*FRAGMENT TEKSTU:*
■ ■ ■ ■ ■ ■ ■

Dziennik #160/2024 - siedem miesięcy abstynencji

in #polish6 months ago


Źródło: Pixabay


Dobry wieczór.

Niby długo spałam, a nie wypoczęłam wcale. Nie wiem czy to stres, ogólne przemęczenie czy o co chodzi, że jestem ostatnio ciągle taka oklapnięta. Nie mam na nic siły, jestem strasznie apatyczna i zniechęcona do wszystkiego, po prostu zmęczona. Nie mam na to rozwiązania, totalnie.

Nadal mam potworne wyrzuty sumienia z powodu mojego paplania jęzorem na temat głównej kierowniczki. Bardzo źle się z tym czuję. Najgorsze jest to, że w żaden sposób nie mogę tego naprawić. Muszę się bardziej skupiać na rozmowach, żeby mieć większą kontrolę nad tym co mówię, bo wyszło naprawdę bardzo źle.

Bolą mnie mięśnie. Zwłaszcza nogi i plecy. Nie wiem czy to jakaś choroba chce mnie rozłożyć czy o co chodzi, ale nie czuję się dzisiaj zbyt dobrze. Nawet spacery z psem skracałam dzisiaj, bo po prostu czułam mocny dyskomfort. Czuję się dzisiaj jak stara babcia, którą wszystko boli i na nic nie ma siły. Nawet pozwoliłam sobie dzisiaj na krótką drzemkę, bo po prostu nie miałam siły wysiedzieć, oczy mi się same zamykały, totalna śpiączka. Drzemka niewiele pomogła, niestety.

■ ■ ■ ■ ■ ■ ■

*ZADANIA DO ROZWIĄZANIA:*
a. Odpowiedz na podstawie wpisu z dziennika:
(i) Ile miesięcy abstynencji podaje tytuł wpisu?
(ii) Na czyj temat było paplanie, z powodu którego we wpisie mowa o wyrzutach sumienia?
(iii) Które mięśnie bolą zwłaszcza?
b. Przepisz z wpisu z dziennika fragment zaczynający się od słów „in #polish6 months” i kończący na słowach „naprawdę bardzo źle.”.
Zestawienie nie ma tu żadnego znaczenia.

■ ■ ■ ■ ■ ■ ■

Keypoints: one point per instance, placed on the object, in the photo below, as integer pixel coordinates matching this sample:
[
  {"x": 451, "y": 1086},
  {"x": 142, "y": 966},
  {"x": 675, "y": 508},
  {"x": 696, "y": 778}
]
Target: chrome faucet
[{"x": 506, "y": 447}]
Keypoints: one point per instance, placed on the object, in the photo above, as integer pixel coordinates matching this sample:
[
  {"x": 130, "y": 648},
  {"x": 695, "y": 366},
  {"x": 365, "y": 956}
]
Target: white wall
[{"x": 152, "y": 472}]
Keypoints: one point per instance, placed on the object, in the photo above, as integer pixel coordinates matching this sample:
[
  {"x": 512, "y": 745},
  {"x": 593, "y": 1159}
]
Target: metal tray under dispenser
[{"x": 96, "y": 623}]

■ ■ ■ ■ ■ ■ ■

*ODPOWIEDZI DO ZADAŃ:*
a.
(i) Siedem.
(ii) Na temat głównej kierowniczki.
(iii) Nogi i plecy.

b.
in #polish6 months ago


Źródło: Pixabay


Dobry wieczór.

Niby długo spałam, a nie wypoczęłam wcale. Nie wiem czy to stres, ogólne przemęczenie czy o co chodzi, że jestem ostatnio ciągle taka oklapnięta. Nie mam na nic siły, jestem strasznie apatyczna i zniechęcona do wszystkiego, po prostu zmęczona. Nie mam na to rozwiązania, totalnie.

Nadal mam potworne wyrzuty sumienia z powodu mojego paplania jęzorem na temat głównej kierowniczki. Bardzo źle się z tym czuję. Najgorsze jest to, że w żaden sposób nie mogę tego naprawić. Muszę się bardziej skupiać na rozmowach, żeby mieć większą kontrolę nad tym co mówię, bo wyszło naprawdę bardzo źle.